Görev tanımı 1 —
Osmanlı Devleti'ni anlatan metne göre devletin gerileyişi hangi olayla başladı?
Görev tanımı 2 —
Osmanlı Devleti'ni anlatan metnin "Osman Bey’in otağında" sözlerinden başlayıp "cihan savaşıyla durdurulabilirdi." sözleri de dahil olmak üzere bu sözlere kadar uzanan kısmını olduğu gibi kopyalayın.

Çıkarılan metin —
────
Büyük Osmanlı Devleti...
Osman Bey’in otağında yeşeren haşmetli çınar, koyu gölgesinde üç kıta yedi denizi barındıran bir cihan devleti oldu.
Kılıcı zalime kıyamet, gölgesi mazluma saadet olan, fetihten fethe koşarak büyüyen Osmanlı Devleti, Viyana bozgunuyla başlayan gerileyişini saray hileleri ve başarısız devlet adamları yüzünden durduramadı.
Bir dev yıkılıyordu. Fakat o ne haşmetti ki, Osmanlı Devleti en zayıf olduğu anda bile, Avrupa’nın en güçlü devletleri ona karşı tek başlarına savaş açmaya cesaret edemiyorlardı. Bir cihan devleti, ancak bir cihan savaşıyla durdurulabilirdi.
Birinci Dünya Savaşı…
Yakıp yıkan bir kasırga..
Ardında milyonlarca ölü bırakan, nice devletleri tarihe gömen korkunç felaket.
────
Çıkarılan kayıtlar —
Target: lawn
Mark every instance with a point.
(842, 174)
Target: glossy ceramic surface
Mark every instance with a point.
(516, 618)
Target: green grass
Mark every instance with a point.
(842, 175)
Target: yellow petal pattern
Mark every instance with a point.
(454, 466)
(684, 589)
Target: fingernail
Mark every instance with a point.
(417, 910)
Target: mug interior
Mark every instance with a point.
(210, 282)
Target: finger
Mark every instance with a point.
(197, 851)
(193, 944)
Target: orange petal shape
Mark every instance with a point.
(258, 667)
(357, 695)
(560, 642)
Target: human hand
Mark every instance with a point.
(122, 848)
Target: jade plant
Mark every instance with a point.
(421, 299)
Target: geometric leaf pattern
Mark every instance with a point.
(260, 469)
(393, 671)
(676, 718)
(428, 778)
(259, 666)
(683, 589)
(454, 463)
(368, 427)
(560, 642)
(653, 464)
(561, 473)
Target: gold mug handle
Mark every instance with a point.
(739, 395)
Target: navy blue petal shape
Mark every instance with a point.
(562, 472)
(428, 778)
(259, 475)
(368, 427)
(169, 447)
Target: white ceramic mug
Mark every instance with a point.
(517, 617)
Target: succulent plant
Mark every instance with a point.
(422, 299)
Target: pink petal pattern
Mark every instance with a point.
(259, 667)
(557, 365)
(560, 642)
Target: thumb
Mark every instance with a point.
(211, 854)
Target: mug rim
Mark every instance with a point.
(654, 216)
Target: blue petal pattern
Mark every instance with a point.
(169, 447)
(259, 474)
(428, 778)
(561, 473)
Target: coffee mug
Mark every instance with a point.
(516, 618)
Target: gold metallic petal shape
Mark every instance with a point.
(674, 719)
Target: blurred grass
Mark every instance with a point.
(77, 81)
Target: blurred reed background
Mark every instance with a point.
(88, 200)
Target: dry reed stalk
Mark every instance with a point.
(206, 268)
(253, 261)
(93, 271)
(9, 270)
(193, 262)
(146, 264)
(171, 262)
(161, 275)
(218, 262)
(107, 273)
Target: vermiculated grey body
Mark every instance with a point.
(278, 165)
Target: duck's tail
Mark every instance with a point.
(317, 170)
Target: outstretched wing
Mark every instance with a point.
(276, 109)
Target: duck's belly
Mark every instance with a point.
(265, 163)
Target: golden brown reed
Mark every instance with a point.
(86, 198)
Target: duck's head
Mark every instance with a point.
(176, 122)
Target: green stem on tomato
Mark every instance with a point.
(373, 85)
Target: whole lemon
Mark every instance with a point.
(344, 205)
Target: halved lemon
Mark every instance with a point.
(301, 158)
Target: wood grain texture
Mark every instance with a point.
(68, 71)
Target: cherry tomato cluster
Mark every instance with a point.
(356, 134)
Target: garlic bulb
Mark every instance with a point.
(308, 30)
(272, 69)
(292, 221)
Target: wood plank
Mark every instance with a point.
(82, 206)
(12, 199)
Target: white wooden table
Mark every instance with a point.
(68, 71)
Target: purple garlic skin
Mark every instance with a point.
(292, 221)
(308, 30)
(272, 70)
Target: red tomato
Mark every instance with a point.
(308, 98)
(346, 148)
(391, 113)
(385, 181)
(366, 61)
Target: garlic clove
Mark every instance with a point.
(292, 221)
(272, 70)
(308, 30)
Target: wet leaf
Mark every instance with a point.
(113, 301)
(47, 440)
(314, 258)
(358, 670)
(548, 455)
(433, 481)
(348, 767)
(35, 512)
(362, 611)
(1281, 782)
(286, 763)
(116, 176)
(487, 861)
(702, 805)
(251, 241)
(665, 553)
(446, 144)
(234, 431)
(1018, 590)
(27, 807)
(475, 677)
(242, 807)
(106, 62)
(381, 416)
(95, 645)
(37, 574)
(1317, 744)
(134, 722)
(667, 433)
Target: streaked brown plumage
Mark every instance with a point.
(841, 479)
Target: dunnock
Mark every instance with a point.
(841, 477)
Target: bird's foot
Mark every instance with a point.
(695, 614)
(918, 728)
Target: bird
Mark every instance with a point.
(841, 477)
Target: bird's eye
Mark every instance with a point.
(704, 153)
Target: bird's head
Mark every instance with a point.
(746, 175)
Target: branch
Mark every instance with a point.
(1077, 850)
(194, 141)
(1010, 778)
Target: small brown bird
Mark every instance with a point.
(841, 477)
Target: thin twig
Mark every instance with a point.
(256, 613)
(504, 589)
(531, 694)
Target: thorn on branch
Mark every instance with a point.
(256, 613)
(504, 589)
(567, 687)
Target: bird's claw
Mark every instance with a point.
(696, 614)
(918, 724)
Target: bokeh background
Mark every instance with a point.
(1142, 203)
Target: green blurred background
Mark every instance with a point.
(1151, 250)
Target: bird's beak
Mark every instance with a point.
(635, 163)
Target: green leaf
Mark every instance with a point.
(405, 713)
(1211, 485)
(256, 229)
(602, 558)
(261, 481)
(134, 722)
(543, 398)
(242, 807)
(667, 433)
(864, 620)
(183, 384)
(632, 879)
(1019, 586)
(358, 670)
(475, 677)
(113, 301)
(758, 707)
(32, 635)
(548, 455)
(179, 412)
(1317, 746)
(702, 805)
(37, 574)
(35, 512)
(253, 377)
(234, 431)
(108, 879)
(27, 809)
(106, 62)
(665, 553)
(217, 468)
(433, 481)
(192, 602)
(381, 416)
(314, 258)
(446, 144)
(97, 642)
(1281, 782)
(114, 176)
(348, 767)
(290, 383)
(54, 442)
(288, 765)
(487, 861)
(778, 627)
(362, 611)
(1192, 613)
────
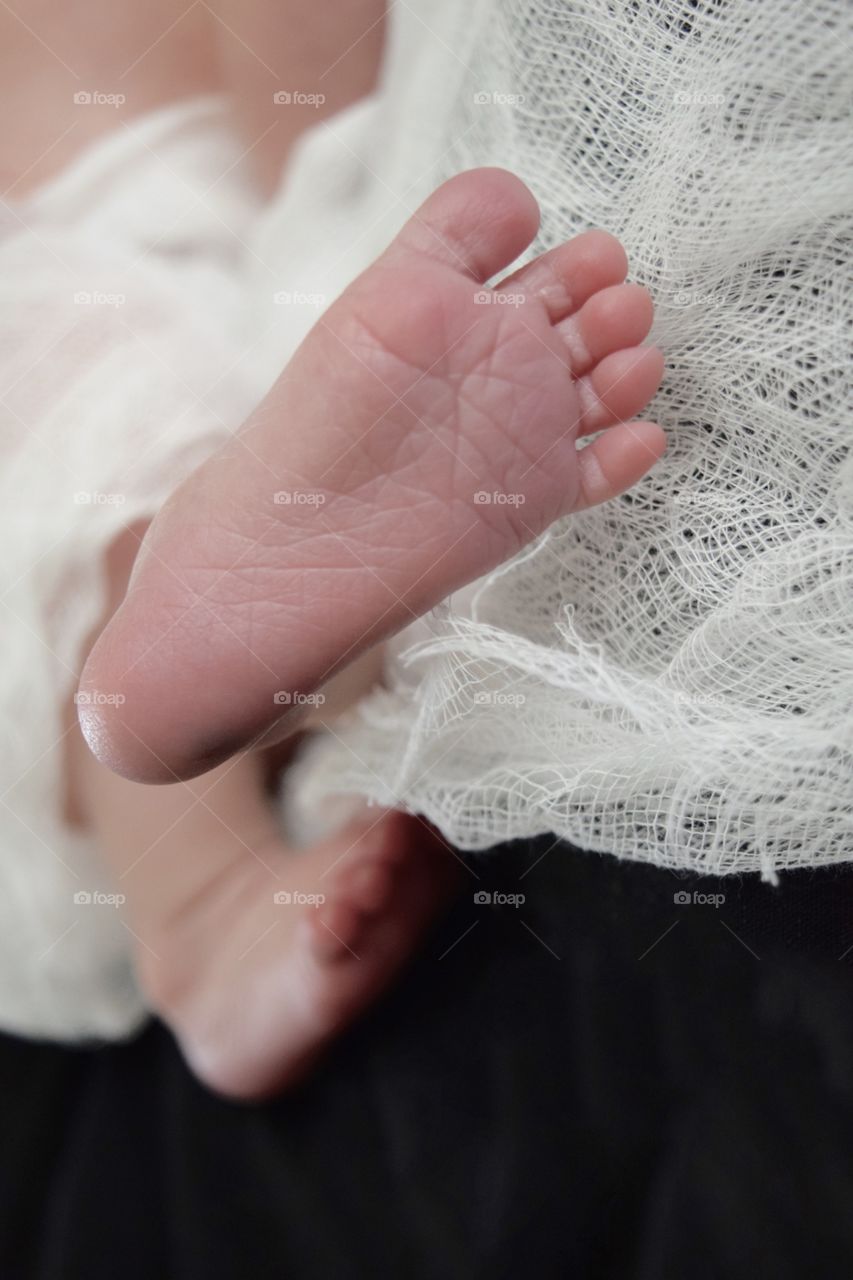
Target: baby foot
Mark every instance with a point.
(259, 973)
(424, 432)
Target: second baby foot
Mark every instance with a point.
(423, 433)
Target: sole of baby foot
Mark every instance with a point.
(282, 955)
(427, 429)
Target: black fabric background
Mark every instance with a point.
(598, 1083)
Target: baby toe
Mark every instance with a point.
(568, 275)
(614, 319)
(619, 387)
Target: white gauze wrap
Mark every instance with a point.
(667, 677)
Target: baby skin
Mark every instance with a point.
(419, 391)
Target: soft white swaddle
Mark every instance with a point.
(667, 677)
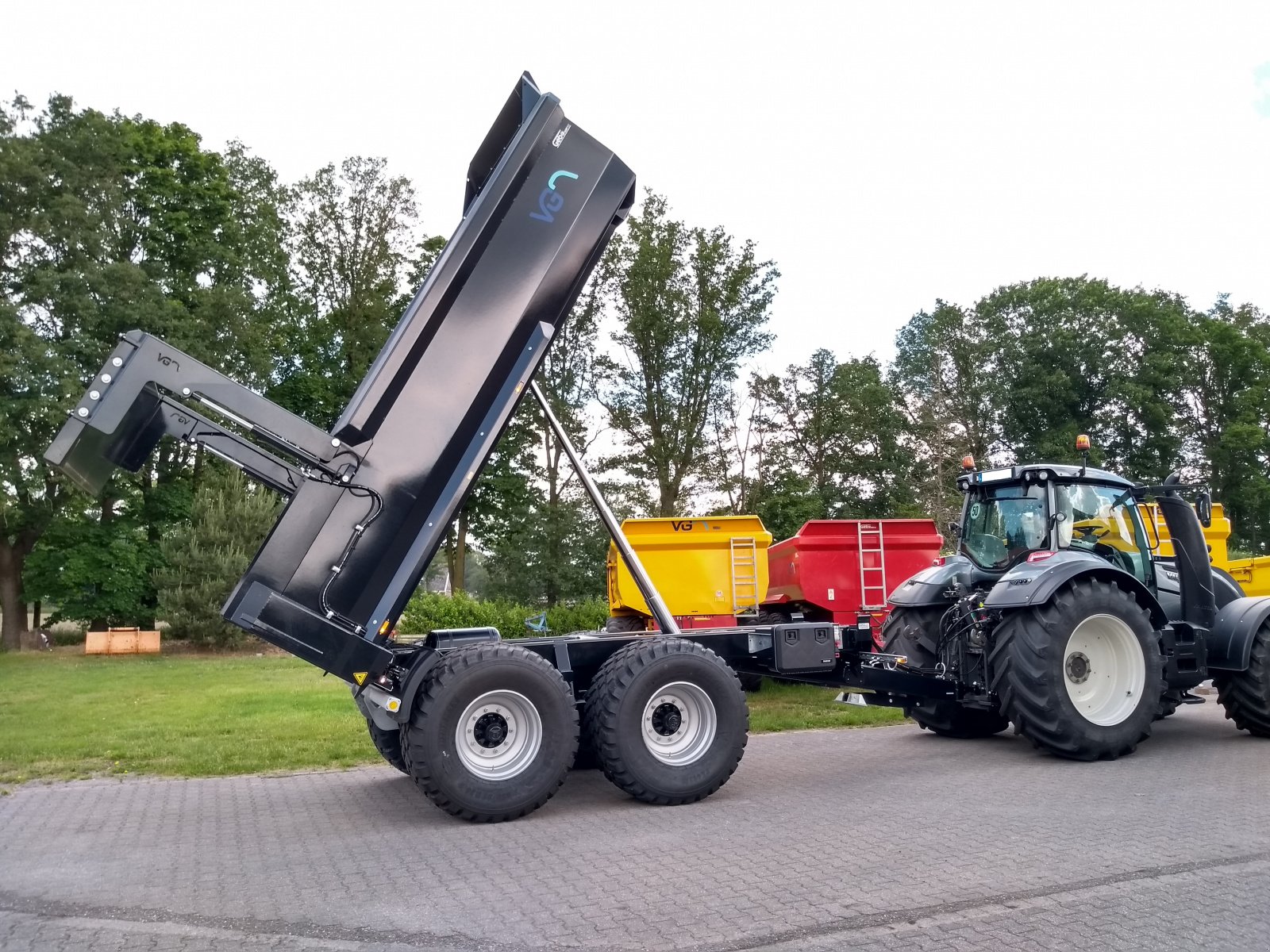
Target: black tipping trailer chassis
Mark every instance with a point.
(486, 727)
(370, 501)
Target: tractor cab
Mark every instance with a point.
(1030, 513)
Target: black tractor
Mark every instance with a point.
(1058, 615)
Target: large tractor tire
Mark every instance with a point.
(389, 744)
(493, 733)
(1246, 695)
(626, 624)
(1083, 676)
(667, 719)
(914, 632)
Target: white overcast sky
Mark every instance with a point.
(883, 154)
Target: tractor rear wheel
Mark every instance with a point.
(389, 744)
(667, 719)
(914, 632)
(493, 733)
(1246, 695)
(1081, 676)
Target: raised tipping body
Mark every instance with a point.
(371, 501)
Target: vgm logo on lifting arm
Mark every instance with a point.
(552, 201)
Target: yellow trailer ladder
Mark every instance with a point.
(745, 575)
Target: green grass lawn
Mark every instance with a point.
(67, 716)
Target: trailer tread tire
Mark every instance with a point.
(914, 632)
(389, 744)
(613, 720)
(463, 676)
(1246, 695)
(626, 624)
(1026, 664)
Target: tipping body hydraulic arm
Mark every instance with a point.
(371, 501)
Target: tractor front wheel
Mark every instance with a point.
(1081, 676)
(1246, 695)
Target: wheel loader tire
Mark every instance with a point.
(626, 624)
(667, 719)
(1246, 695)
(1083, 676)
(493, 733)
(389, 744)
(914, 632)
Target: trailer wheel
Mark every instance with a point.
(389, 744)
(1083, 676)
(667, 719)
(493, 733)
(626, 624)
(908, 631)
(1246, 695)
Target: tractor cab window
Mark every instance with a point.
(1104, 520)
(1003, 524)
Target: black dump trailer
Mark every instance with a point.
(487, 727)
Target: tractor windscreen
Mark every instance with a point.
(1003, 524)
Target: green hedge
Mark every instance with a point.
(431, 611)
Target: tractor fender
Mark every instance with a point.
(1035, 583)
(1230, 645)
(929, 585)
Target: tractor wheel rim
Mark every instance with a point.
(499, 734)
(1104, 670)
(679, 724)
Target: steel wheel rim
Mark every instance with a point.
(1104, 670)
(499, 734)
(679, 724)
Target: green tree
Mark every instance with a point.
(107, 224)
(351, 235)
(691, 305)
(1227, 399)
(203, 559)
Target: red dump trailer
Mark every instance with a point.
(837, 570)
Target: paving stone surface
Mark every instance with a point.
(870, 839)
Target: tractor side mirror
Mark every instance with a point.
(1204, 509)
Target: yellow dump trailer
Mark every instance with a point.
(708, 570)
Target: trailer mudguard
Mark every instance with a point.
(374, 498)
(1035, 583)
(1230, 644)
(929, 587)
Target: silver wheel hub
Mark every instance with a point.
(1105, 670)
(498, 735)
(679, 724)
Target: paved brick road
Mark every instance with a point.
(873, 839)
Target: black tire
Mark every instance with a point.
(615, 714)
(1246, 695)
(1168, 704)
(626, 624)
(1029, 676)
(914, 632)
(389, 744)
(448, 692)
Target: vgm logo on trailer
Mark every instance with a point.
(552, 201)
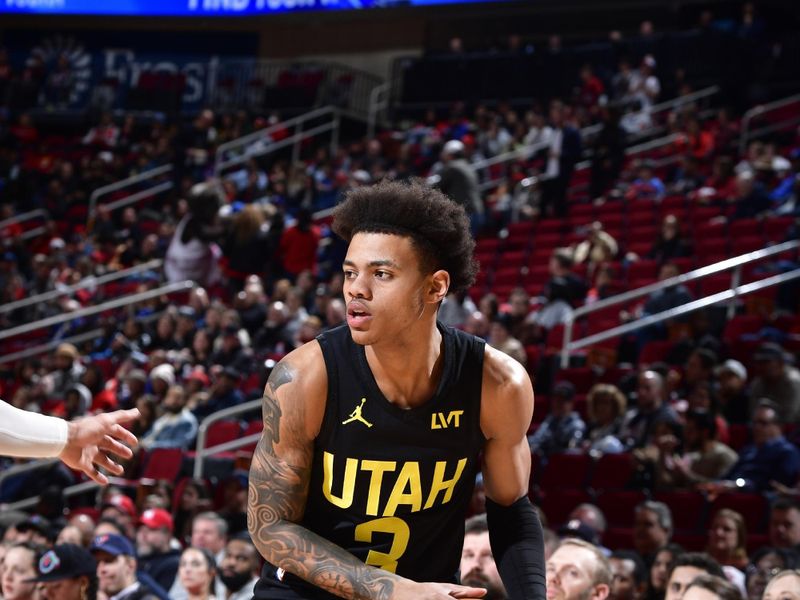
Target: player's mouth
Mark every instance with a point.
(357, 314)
────
Nihai yanıt 1 —
Viyana bozgunuyla.

Nihai yanıt 2 —
Osman Bey’in otağında yeşeren haşmetli çınar, koyu gölgesinde üç kıta yedi denizi barındıran bir cihan devleti oldu.
Kılıcı zalime kıyamet, gölgesi mazluma saadet olan, fetihten fethe koşarak büyüyen Osmanlı Devleti, Viyana bozgunuyla başlayan gerileyişini saray hileleri ve başarısız devlet adamları yüzünden durduramadı.
Bir dev yıkılıyordu. Fakat o ne haşmetti ki, Osmanlı Devleti en zayıf olduğu anda bile, Avrupa’nın en güçlü devletleri ona karşı tek başlarına savaş açmaya cesaret edemiyorlardı. Bir cihan devleti, ancak bir cihan savaşıyla durdurulabilirdi.